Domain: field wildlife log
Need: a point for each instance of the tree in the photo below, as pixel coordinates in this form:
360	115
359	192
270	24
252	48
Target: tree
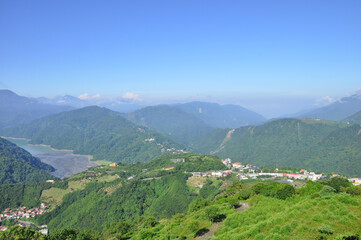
212	213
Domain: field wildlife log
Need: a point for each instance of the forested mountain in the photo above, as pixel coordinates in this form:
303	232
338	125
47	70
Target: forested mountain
222	116
320	145
171	121
338	110
17	165
99	132
354	119
15	109
103	195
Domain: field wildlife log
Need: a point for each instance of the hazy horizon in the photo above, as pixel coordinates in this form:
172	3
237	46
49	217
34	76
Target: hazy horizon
274	58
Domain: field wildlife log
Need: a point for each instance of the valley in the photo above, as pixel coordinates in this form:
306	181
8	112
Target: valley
65	163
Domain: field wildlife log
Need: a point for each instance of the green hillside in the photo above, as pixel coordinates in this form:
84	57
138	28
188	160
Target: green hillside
19	166
222	116
304	143
142	189
354	119
172	122
99	132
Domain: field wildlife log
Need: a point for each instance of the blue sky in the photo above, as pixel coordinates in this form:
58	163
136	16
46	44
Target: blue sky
271	56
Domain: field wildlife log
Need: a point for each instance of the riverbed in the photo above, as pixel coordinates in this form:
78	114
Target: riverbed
64	161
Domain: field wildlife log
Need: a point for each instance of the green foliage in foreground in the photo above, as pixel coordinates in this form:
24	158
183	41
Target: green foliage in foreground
302	143
304	215
19	166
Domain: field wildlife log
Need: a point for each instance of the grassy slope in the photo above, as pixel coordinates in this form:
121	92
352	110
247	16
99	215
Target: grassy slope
320	145
19	166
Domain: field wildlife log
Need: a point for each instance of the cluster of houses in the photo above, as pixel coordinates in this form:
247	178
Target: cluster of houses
22	212
355	181
163	149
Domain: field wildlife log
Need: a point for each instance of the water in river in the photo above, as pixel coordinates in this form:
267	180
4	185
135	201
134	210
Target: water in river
64	161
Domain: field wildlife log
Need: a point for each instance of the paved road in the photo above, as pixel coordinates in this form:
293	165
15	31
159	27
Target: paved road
210	234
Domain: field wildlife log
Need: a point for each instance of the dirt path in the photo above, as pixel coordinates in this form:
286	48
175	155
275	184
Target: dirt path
226	139
210	234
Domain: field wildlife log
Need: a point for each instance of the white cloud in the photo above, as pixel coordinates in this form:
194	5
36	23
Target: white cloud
86	96
131	96
325	101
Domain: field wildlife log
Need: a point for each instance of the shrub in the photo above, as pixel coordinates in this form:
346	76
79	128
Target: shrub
327	191
326	229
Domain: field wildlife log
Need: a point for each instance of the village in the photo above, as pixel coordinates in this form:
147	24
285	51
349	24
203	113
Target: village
248	171
24	212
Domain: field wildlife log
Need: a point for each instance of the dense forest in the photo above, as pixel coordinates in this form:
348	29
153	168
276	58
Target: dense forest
19	166
329	209
304	143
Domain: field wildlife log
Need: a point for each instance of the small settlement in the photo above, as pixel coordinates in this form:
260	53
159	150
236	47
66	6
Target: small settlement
247	171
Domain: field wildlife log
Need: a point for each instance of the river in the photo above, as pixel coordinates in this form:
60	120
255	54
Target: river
64	161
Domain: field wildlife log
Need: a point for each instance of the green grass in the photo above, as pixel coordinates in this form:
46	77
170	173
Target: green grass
103	162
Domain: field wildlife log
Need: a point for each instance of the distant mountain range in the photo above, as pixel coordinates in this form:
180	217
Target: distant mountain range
172	122
222	116
99	132
354	119
19	166
338	110
15	109
303	143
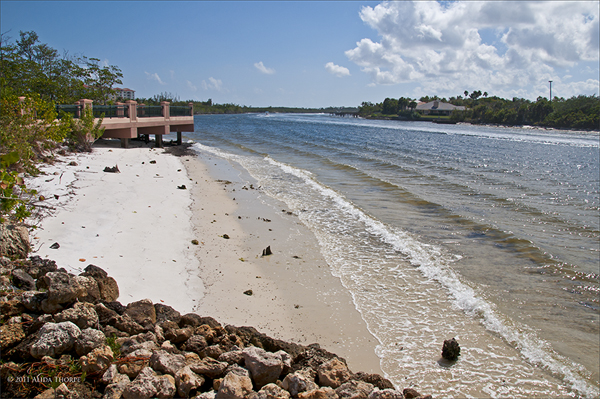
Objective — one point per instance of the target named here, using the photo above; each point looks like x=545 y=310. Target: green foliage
x=83 y=131
x=580 y=112
x=28 y=128
x=114 y=345
x=16 y=201
x=28 y=67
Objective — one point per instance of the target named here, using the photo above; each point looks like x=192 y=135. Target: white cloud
x=440 y=46
x=213 y=84
x=154 y=76
x=261 y=67
x=337 y=70
x=191 y=85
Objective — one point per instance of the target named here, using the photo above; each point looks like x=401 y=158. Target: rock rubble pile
x=66 y=336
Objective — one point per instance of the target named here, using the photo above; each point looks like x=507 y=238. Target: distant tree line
x=578 y=112
x=30 y=67
x=208 y=107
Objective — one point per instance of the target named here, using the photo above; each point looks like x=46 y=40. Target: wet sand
x=139 y=225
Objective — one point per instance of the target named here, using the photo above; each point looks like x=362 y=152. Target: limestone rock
x=194 y=320
x=333 y=373
x=55 y=339
x=11 y=307
x=207 y=332
x=165 y=386
x=23 y=280
x=111 y=375
x=91 y=289
x=451 y=349
x=232 y=357
x=132 y=367
x=144 y=385
x=82 y=314
x=236 y=384
x=375 y=379
x=109 y=290
x=272 y=391
x=264 y=367
x=179 y=335
x=89 y=340
x=213 y=351
x=166 y=362
x=14 y=241
x=187 y=380
x=126 y=324
x=11 y=335
x=115 y=389
x=410 y=393
x=38 y=266
x=354 y=390
x=166 y=313
x=32 y=300
x=104 y=313
x=209 y=367
x=196 y=344
x=297 y=382
x=97 y=360
x=142 y=311
x=320 y=393
x=385 y=394
x=62 y=287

·····

Rewrite everything from the line containing "rock rubble pile" down to the line containing "x=139 y=225", both included, as a numbered list, leaving out any blank lines.

1. Objective — one point per instance of the target named here, using the photo above; each point looks like x=401 y=158. Target: rock rubble pile
2. x=66 y=336
3. Objective — one point per instance of the target named here, using the photo above; each point looks like x=507 y=238. Target: distant tree line
4. x=578 y=112
5. x=30 y=67
6. x=208 y=107
7. Objective — one point per instance of the target named here, using the photo above; each point looks like x=46 y=40. Target: wet sand
8. x=139 y=225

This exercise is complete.